**Problem**. Collect each line in the rows below that contains the word "green". Only matches with the same case count.

[Entries from a point annotation set]
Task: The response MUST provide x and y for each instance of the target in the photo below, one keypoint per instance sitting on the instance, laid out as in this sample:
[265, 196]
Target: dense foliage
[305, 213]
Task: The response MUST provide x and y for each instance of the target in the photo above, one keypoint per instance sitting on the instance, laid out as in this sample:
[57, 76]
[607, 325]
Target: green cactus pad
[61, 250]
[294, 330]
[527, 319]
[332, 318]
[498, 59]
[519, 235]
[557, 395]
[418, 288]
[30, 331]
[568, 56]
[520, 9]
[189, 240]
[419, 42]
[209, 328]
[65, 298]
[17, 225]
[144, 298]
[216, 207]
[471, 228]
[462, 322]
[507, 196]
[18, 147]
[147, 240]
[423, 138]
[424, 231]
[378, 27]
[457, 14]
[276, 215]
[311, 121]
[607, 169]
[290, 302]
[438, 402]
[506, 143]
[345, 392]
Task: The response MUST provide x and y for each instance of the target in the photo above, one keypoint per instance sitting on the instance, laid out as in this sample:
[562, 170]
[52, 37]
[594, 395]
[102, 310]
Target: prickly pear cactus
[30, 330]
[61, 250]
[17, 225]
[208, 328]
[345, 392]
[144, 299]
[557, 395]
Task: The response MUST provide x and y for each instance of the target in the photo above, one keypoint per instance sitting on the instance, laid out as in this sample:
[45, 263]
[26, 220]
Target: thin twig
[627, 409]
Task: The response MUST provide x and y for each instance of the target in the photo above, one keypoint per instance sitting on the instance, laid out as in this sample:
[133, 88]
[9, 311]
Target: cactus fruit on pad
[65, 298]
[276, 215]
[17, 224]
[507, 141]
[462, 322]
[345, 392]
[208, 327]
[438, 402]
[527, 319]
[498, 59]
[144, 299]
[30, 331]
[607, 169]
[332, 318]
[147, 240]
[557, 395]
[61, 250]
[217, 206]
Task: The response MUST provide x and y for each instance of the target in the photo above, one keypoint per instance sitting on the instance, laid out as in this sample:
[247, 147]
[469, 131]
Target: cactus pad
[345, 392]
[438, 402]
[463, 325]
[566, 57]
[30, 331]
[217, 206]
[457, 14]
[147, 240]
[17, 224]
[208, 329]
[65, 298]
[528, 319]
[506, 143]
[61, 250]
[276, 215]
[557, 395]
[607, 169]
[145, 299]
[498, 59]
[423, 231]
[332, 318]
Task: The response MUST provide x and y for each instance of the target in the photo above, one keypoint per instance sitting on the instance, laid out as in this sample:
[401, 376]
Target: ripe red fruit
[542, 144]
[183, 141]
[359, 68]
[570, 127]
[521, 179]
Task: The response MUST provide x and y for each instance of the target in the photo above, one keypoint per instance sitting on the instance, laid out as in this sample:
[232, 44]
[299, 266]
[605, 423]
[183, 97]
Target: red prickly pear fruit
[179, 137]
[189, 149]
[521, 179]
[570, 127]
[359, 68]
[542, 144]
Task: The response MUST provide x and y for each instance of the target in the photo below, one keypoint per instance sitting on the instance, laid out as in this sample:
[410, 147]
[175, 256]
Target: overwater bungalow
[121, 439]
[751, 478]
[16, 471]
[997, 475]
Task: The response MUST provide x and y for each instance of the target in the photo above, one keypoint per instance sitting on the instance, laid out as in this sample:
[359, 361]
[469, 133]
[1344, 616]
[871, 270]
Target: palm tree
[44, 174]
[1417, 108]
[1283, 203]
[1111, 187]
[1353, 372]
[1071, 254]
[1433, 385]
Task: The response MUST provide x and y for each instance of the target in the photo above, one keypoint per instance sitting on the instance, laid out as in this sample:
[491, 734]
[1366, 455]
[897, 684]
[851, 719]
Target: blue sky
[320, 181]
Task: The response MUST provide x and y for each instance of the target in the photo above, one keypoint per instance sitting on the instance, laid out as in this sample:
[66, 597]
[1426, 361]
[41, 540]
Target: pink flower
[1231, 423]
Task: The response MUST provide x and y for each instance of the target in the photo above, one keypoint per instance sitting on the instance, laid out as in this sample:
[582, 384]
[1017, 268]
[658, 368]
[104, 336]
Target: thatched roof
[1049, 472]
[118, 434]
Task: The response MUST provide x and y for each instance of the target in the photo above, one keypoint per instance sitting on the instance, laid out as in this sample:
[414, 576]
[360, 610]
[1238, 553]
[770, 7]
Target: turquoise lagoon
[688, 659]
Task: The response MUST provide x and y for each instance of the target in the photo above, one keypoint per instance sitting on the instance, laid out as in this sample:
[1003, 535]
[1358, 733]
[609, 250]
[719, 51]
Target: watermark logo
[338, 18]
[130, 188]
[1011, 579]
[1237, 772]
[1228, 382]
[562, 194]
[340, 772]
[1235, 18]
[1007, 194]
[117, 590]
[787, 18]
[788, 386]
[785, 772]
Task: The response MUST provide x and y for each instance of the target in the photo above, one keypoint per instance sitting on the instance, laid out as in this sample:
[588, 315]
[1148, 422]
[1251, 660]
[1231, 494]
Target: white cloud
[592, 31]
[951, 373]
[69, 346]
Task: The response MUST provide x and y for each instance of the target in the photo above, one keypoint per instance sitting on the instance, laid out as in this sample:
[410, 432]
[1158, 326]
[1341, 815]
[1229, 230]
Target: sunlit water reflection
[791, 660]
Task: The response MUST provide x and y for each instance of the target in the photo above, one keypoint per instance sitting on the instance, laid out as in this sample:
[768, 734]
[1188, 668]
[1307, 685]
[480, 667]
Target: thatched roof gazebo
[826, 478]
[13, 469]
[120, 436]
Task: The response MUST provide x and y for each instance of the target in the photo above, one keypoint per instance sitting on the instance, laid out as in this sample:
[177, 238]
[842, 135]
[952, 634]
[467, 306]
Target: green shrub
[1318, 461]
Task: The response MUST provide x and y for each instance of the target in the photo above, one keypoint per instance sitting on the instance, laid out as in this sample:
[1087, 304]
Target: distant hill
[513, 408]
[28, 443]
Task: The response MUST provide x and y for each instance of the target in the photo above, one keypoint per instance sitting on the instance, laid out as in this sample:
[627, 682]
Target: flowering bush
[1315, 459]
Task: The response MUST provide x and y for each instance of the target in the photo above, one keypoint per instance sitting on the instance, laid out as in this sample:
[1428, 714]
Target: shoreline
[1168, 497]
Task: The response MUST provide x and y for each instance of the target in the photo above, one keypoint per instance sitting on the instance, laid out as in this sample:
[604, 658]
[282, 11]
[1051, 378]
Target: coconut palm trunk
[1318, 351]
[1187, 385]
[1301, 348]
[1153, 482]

**Response to the exercise**.
Target: green cactus pad
Target: green shrub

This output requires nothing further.